#### WORK INSTRUCTION:
Looking through the records that follow, determine how many lines contain "below" and reply with that number alone.

#### GIVEN DATA:
--------

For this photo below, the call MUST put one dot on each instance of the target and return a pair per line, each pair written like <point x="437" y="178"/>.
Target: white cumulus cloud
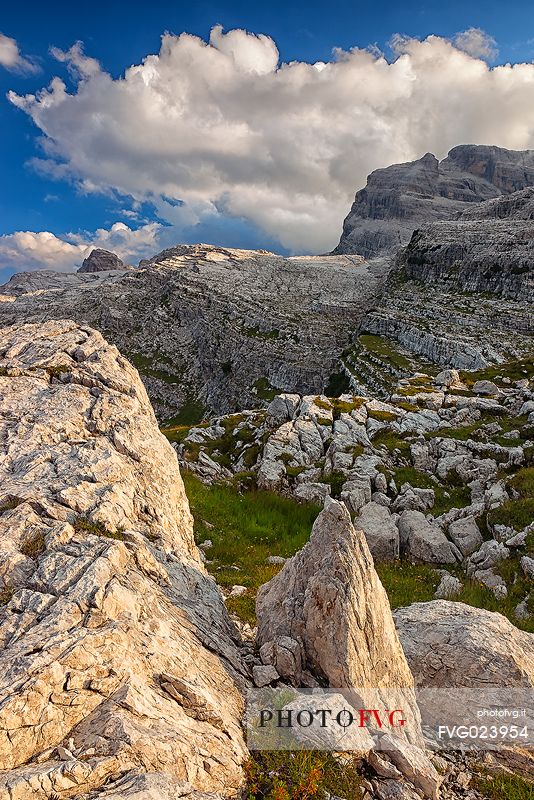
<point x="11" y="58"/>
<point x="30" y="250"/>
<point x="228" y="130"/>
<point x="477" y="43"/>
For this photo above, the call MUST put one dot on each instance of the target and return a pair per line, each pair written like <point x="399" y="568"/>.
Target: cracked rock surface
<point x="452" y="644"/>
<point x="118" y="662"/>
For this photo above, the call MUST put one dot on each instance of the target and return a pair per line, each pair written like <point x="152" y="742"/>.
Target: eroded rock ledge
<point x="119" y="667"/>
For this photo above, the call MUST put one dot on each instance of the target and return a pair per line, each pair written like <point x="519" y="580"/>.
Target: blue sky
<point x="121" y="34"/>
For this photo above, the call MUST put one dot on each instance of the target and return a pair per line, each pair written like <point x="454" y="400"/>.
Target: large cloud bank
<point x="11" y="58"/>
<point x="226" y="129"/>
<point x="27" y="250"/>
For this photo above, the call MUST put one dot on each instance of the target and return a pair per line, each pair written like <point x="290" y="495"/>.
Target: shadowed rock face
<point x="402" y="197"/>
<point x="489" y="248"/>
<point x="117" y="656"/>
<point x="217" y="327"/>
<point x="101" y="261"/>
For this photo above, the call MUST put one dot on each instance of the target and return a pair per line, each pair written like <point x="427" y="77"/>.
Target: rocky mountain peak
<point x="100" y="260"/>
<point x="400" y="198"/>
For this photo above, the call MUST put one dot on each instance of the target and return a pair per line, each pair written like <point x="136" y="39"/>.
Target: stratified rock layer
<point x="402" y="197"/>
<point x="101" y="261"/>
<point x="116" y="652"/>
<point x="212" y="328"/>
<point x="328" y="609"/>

--------

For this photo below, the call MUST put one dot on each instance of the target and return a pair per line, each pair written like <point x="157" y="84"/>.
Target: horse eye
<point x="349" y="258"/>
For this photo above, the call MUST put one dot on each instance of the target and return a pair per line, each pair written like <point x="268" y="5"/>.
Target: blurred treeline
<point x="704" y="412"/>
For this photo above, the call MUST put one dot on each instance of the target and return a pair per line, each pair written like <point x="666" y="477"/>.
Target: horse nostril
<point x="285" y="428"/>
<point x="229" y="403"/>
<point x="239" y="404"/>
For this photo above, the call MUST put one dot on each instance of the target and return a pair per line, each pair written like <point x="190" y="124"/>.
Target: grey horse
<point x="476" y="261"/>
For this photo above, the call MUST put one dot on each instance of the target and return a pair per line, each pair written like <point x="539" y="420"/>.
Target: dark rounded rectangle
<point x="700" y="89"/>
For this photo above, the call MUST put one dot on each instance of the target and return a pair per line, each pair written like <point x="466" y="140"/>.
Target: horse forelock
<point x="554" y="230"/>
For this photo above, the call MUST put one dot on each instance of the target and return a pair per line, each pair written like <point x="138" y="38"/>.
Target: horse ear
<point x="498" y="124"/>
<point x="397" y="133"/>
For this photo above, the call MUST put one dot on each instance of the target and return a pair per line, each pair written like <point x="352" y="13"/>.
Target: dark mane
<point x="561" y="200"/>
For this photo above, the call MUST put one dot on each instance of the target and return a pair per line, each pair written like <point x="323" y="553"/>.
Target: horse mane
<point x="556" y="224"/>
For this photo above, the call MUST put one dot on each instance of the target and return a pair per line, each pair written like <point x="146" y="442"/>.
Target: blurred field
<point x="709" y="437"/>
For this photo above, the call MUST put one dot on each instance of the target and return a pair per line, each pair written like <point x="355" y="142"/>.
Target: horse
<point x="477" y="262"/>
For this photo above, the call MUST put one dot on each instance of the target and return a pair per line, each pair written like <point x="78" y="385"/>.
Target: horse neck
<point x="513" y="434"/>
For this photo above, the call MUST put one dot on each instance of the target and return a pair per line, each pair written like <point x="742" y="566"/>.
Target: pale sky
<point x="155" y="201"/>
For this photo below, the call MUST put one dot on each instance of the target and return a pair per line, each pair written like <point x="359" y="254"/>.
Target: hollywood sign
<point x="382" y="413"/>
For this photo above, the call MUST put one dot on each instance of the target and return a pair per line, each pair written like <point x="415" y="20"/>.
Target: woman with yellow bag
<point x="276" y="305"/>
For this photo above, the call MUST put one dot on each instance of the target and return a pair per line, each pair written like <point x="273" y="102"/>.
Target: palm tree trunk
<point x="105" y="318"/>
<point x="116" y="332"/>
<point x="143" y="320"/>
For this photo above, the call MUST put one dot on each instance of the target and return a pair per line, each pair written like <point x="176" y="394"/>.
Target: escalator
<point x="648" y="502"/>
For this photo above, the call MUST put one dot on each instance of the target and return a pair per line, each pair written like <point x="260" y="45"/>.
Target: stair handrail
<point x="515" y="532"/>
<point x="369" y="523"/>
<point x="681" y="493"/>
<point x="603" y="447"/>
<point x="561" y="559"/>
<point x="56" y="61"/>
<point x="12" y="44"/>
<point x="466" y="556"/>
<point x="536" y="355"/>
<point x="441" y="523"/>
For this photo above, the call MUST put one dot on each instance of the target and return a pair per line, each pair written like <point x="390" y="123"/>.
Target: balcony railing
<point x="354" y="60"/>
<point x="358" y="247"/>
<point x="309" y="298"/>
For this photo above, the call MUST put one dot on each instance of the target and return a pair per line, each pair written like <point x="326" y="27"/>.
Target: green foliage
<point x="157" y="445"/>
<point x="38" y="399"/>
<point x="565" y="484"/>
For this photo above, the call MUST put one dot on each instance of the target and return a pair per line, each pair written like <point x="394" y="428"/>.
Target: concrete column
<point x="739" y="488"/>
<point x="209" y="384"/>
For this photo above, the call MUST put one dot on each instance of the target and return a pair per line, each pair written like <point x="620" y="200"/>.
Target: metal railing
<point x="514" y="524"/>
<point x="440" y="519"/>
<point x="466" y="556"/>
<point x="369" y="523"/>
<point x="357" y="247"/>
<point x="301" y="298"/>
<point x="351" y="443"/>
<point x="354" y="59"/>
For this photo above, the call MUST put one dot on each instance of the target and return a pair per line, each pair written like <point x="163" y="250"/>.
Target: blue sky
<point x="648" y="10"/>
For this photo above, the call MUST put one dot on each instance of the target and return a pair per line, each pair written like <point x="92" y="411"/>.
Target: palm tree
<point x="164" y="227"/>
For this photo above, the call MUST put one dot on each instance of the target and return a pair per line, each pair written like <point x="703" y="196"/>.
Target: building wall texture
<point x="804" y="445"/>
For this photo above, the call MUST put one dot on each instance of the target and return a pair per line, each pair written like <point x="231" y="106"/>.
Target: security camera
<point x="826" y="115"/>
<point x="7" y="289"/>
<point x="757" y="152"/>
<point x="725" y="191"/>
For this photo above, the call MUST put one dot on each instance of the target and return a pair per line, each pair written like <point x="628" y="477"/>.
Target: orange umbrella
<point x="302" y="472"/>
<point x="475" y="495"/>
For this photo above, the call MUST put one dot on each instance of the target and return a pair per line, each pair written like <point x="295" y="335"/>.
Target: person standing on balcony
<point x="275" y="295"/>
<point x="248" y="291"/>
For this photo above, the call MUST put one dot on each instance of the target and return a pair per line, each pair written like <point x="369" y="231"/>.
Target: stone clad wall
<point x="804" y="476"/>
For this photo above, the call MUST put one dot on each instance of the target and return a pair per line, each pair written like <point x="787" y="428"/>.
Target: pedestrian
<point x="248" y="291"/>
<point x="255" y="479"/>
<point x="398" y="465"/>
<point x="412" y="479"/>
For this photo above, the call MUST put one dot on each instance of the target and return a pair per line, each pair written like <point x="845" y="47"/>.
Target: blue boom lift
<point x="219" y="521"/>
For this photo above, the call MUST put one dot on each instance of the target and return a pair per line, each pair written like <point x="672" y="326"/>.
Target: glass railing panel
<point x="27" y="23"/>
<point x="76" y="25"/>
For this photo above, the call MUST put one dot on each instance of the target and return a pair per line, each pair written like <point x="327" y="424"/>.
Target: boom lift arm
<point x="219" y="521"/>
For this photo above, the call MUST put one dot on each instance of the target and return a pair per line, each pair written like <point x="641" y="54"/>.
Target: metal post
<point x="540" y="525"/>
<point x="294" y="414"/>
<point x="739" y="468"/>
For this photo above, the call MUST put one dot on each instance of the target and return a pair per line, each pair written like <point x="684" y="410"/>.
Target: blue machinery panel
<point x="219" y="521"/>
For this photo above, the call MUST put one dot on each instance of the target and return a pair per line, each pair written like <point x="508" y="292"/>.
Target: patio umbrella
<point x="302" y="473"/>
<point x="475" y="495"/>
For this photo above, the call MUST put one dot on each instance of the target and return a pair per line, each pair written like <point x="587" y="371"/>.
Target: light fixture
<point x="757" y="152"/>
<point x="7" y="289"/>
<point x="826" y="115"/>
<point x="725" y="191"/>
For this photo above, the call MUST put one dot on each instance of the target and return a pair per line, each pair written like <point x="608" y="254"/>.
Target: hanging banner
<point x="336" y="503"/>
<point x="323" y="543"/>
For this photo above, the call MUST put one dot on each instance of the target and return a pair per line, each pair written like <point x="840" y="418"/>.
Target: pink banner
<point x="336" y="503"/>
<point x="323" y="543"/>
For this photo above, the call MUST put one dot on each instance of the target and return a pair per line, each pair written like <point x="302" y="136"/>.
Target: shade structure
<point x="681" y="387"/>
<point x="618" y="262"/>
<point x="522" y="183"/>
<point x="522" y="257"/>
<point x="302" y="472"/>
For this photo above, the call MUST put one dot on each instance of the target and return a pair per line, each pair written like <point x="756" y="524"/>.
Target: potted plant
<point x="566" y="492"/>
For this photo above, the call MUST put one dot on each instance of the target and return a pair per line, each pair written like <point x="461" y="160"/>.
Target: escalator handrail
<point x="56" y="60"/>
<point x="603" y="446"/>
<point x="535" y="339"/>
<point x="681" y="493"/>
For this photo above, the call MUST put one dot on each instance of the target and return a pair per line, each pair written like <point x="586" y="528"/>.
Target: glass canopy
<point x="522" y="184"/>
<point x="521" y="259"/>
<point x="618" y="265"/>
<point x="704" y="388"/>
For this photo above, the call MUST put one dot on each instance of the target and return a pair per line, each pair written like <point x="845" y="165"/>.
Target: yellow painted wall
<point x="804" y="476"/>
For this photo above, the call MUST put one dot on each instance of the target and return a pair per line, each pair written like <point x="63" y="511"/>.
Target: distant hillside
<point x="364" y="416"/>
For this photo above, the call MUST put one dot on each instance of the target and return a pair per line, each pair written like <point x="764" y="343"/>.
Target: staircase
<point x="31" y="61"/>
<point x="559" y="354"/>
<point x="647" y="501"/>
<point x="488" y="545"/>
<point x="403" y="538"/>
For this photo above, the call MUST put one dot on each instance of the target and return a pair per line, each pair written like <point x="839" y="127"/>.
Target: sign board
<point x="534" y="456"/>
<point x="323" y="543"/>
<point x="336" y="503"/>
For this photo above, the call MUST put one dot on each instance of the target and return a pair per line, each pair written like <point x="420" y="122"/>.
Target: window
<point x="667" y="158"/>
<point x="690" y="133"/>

--------

#### ANSWER TO THIS TASK:
3